▶ **PROBLEM**: Where does "tree" appear in the data? Return each line that holds it.

┌─ DATA LISTING

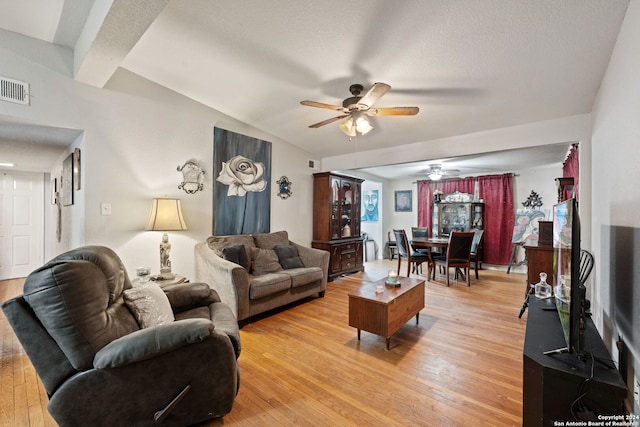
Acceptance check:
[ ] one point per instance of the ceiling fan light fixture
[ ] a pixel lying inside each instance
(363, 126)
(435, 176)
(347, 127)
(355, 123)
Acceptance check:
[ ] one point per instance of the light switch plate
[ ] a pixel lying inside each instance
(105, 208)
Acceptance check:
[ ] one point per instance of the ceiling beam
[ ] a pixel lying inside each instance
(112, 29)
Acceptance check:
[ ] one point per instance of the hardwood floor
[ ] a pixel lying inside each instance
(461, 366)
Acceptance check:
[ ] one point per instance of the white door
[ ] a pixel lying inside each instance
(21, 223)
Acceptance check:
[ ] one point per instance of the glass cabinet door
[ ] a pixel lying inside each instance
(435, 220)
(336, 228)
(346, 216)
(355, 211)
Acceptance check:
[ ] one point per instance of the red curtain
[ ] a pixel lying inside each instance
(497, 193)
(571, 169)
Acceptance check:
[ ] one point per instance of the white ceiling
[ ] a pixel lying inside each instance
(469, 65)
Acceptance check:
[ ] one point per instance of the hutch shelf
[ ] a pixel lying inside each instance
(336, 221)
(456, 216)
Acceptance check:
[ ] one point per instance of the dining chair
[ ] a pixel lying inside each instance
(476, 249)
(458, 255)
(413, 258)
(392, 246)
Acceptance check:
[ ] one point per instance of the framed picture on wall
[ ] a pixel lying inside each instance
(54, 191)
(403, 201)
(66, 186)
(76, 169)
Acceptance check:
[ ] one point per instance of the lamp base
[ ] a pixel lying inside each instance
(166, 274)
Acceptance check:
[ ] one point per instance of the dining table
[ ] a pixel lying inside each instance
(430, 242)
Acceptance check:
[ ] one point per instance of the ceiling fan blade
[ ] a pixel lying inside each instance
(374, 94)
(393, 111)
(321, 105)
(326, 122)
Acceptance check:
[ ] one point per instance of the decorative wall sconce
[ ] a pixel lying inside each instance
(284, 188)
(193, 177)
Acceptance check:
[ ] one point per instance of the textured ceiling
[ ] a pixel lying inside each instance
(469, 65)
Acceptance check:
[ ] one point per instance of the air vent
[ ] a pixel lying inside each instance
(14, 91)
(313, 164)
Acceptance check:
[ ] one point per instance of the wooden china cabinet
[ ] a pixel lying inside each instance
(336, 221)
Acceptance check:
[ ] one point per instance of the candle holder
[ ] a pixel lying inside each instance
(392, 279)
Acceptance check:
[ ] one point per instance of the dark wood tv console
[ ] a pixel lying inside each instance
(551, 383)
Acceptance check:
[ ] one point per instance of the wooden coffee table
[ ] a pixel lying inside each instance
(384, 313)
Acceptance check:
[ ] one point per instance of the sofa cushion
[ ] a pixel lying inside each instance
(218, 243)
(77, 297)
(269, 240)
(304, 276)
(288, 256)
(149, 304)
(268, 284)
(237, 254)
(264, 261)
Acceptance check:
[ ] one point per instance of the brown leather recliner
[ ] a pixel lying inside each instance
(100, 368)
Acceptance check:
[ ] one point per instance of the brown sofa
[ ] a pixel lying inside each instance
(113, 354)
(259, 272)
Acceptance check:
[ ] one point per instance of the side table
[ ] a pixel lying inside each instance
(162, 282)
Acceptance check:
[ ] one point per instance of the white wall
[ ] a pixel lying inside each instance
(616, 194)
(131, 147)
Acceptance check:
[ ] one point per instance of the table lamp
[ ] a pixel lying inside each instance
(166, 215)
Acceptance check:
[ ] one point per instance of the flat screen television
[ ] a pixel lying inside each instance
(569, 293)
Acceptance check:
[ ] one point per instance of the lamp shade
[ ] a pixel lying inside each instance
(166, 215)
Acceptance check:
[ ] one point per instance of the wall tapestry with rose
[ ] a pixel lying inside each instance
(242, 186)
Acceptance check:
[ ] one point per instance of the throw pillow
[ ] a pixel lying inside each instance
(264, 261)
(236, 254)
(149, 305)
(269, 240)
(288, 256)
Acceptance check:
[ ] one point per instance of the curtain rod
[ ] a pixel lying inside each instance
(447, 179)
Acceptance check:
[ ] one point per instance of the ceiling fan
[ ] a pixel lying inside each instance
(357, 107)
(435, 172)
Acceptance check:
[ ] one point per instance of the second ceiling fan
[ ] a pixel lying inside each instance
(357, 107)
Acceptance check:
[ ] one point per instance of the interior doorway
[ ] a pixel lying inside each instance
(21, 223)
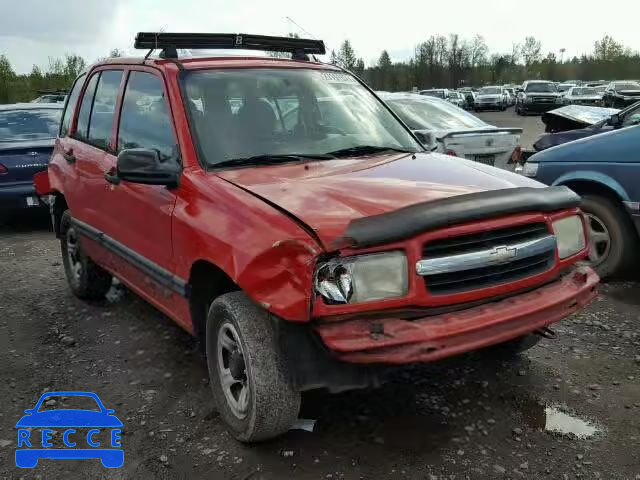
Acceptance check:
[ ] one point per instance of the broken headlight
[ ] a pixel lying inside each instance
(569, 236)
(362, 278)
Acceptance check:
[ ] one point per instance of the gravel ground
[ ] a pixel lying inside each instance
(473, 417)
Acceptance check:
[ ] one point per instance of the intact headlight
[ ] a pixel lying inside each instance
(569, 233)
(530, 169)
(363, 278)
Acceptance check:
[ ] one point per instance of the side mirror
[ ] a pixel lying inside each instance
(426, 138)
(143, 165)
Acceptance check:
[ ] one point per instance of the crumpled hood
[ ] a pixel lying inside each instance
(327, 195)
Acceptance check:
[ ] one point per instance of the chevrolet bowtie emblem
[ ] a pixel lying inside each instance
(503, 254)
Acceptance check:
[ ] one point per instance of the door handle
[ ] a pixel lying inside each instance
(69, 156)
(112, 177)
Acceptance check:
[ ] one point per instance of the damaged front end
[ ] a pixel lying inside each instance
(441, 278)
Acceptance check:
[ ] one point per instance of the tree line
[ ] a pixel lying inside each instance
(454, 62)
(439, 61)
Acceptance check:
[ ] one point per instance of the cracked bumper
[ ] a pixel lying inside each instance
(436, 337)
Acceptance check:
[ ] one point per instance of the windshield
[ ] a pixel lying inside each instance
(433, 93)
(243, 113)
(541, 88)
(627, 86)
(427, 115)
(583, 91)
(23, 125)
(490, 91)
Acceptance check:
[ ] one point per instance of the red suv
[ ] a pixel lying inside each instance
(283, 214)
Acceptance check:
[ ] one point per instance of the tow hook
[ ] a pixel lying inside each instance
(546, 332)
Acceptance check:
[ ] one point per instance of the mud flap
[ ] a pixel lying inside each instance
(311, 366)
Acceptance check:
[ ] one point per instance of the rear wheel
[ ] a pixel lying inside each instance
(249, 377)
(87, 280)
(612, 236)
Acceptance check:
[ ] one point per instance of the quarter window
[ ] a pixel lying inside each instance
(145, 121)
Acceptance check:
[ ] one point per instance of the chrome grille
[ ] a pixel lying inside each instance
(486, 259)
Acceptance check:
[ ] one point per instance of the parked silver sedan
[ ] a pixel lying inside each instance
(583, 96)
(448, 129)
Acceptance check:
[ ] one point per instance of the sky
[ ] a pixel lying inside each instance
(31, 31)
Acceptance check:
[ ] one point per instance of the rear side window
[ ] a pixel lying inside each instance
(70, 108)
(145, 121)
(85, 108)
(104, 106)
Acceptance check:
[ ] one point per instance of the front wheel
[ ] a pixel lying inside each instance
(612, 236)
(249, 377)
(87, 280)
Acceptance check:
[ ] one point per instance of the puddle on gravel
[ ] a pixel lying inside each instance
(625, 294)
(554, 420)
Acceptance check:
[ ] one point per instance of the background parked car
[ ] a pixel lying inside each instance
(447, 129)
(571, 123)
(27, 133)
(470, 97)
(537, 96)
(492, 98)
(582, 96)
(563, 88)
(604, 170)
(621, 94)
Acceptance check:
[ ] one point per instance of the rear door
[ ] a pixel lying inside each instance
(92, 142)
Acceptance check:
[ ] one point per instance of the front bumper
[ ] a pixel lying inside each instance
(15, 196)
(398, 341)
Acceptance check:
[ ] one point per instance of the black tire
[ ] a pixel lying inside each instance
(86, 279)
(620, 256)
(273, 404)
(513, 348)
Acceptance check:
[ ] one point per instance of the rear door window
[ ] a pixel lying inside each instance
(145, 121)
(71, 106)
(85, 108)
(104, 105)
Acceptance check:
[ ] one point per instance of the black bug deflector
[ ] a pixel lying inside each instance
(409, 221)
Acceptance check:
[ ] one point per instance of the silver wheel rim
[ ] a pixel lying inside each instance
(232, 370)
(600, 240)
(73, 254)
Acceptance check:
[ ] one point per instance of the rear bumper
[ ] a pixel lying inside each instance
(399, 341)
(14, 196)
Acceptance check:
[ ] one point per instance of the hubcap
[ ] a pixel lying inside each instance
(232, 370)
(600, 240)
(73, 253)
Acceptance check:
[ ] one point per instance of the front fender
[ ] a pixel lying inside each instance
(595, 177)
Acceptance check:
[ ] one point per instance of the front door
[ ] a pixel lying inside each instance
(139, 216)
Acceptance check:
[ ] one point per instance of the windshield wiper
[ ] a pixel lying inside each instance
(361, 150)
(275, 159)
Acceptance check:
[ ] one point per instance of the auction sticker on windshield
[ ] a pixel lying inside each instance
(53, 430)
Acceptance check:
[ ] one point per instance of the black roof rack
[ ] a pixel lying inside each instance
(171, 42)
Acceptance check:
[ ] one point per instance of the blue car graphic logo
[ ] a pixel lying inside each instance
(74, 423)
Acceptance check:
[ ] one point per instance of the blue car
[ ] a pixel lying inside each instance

└─
┌─ DATA LISTING

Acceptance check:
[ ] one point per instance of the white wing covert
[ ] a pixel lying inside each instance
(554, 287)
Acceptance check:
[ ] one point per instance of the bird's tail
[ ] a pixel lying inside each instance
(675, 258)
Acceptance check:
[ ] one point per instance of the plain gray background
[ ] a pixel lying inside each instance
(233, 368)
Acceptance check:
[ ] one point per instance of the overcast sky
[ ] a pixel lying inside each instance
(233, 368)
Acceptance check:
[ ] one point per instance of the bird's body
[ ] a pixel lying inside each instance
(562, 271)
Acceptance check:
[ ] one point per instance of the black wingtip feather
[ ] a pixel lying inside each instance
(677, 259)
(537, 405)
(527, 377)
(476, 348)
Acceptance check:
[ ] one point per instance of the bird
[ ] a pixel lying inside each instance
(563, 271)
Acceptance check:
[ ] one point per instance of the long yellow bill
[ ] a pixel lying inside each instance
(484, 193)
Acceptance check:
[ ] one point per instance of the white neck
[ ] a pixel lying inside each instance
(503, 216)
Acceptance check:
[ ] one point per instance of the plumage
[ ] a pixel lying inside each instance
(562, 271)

└─
┌─ DATA LISTING

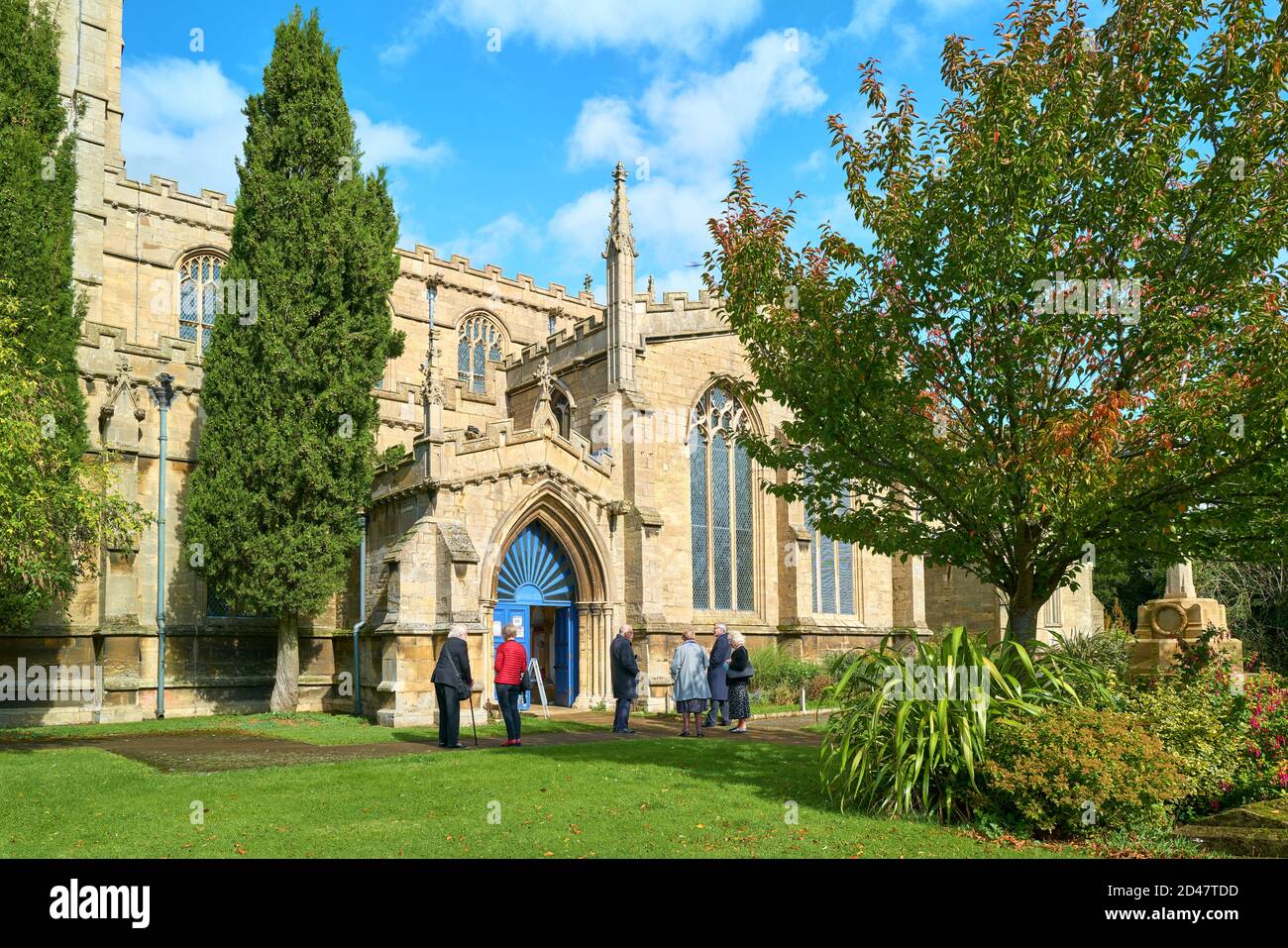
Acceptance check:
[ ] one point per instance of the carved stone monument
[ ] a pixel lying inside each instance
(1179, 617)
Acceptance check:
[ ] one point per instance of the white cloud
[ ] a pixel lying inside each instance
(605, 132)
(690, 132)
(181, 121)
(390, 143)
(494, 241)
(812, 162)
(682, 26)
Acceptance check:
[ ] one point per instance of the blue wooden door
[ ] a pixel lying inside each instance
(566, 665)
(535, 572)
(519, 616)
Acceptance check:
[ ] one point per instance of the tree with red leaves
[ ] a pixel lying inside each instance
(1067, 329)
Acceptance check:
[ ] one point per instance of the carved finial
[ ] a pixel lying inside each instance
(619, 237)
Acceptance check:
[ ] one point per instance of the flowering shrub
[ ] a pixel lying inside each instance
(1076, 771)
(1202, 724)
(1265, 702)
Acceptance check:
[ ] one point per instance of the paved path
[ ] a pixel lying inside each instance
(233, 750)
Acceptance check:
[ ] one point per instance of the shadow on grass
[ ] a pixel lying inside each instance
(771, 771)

└─

▶ **REPLY**:
[ ] one point per instance of the tree line
[ ] one point per instance of the tree with red leaves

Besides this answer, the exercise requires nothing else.